▶ **How to complete this task**: Repeat verbatim, and only, the lines of the data below, beginning at the line that contains "Place one keypoint on each instance of the sunlight" and stopping after the line that contains "Place one keypoint on each instance of the long".

▶ **Information given**:
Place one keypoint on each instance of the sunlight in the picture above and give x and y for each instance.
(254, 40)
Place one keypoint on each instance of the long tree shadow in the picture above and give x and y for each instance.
---
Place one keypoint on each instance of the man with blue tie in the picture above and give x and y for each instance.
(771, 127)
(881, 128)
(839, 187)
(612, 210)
* * *
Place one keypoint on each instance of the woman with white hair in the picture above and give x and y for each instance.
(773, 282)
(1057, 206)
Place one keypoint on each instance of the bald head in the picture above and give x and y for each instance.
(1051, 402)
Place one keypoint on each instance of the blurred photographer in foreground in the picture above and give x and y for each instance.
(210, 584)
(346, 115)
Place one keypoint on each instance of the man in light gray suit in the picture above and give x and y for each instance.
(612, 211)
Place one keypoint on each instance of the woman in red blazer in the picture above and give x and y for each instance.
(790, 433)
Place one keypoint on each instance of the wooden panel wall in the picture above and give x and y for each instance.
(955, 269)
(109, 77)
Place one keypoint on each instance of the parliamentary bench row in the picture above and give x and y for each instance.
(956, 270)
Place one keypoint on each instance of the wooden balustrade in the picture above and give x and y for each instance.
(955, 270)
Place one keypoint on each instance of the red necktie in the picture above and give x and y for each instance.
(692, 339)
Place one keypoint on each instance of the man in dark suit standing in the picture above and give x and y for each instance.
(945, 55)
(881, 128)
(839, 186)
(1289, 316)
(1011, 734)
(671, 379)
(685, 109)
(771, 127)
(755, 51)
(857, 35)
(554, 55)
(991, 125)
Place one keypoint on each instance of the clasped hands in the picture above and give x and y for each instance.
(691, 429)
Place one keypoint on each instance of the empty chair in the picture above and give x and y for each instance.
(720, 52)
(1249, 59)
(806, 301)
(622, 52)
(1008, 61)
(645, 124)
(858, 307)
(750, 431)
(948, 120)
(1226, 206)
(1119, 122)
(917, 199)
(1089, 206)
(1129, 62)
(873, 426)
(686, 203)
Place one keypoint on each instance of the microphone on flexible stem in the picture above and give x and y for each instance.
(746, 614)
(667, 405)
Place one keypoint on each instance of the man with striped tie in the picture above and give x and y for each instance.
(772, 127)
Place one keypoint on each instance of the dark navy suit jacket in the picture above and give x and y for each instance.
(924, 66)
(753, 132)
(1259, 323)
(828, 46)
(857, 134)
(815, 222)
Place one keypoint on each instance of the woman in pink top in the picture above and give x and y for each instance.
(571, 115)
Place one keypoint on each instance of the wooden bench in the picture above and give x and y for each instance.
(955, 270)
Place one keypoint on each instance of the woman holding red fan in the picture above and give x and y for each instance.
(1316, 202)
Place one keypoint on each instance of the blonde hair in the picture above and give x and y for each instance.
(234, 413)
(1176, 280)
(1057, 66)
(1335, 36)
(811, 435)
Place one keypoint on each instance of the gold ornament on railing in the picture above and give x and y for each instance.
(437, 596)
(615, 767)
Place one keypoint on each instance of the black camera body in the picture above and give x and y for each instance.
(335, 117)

▶ **Exercise result**:
Place one keypoint on each instance of the sunlight in the picture above and give x and y for each instance.
(254, 40)
Place one keypoint on each instance of the long tree shadow in the picture above and give x and y for each instance.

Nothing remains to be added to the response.